◆ Work required
Render the data from the line containing "For every instance of the tilled" through the end as a two-column CSV with the headers instruction and points. Each row holds one instruction in a quoted field and its coordinates in a second quoted field, with line breaks replaced by spaces.

◆ Point-based annotation data
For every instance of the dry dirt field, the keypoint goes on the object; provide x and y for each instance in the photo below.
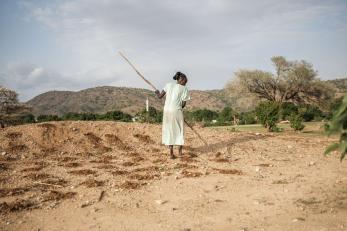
(116, 176)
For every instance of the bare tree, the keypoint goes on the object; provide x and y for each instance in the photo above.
(10, 109)
(294, 81)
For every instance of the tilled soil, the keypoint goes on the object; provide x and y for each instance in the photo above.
(117, 176)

◆ Answer to this exercise
instruction,points
"For every instance of the tilled soil, the keypoint goes on the object; provide x and y for each instance in the photo above.","(117, 176)"